- [YOUR GOAL]: Which lines in the records below contain the word "bird"? Pick them out and copy each one.
╭──
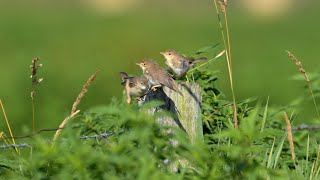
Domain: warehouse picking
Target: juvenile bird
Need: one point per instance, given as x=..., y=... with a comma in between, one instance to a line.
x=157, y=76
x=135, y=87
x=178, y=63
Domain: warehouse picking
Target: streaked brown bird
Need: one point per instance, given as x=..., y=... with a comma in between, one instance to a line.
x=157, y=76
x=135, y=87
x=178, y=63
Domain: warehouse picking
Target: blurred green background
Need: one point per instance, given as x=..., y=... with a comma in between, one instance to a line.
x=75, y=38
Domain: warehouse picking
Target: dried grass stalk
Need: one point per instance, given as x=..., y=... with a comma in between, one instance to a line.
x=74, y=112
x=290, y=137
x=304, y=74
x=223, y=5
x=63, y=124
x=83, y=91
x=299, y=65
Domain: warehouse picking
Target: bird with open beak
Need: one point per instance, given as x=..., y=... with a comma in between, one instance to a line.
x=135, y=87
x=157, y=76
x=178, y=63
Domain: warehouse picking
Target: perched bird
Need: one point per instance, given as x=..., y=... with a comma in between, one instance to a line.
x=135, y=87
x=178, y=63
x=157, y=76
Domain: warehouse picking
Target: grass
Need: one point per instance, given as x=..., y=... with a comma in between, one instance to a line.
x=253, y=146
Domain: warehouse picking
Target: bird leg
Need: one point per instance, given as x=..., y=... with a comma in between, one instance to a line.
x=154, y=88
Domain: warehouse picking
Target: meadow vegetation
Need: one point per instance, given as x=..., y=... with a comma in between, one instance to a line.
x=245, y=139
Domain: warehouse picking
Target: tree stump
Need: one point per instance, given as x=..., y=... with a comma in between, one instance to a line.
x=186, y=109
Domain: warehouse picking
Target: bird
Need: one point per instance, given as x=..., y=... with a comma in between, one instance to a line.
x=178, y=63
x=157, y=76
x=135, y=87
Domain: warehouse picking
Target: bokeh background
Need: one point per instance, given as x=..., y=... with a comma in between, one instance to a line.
╰──
╭──
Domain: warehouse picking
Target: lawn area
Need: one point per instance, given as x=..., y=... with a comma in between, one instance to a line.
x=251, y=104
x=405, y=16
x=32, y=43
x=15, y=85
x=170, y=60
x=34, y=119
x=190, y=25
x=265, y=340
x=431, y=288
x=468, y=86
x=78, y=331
╰──
╭──
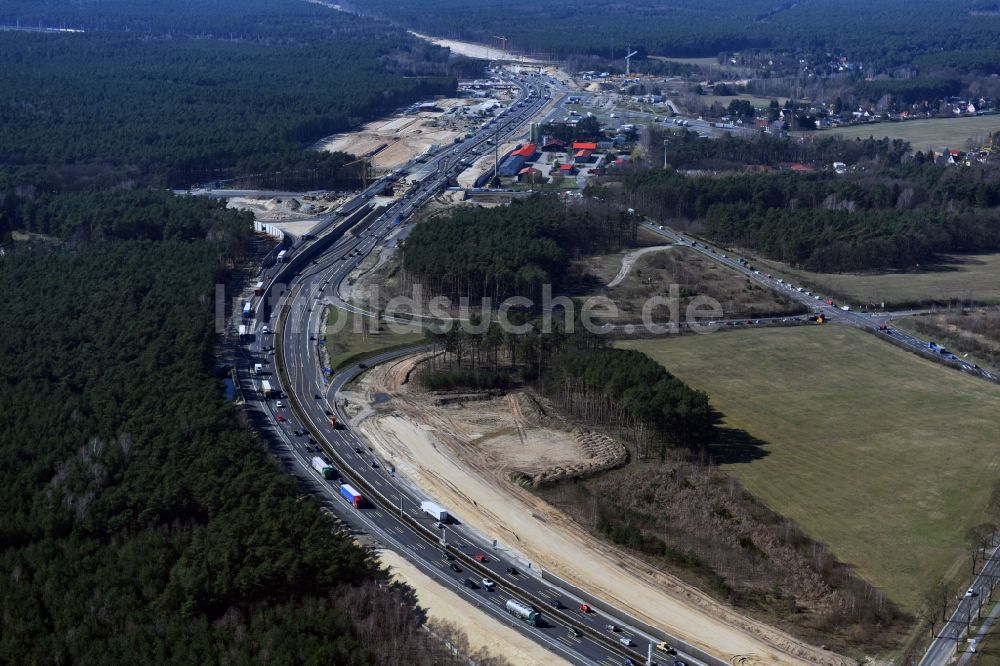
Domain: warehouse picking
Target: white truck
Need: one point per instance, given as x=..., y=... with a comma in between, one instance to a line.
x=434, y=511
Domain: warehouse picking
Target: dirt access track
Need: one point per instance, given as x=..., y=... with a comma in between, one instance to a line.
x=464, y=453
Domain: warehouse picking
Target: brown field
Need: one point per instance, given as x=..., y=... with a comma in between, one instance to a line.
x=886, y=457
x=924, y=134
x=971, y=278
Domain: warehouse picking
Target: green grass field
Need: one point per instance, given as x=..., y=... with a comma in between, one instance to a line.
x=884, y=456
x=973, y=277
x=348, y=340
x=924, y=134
╰──
- [EXERCISE OUTPUT]:
Target: juvenile bird
Target: streaked brown bird
Target: bird with open beak
Target: perched bird
Target: bird leg
Target: bird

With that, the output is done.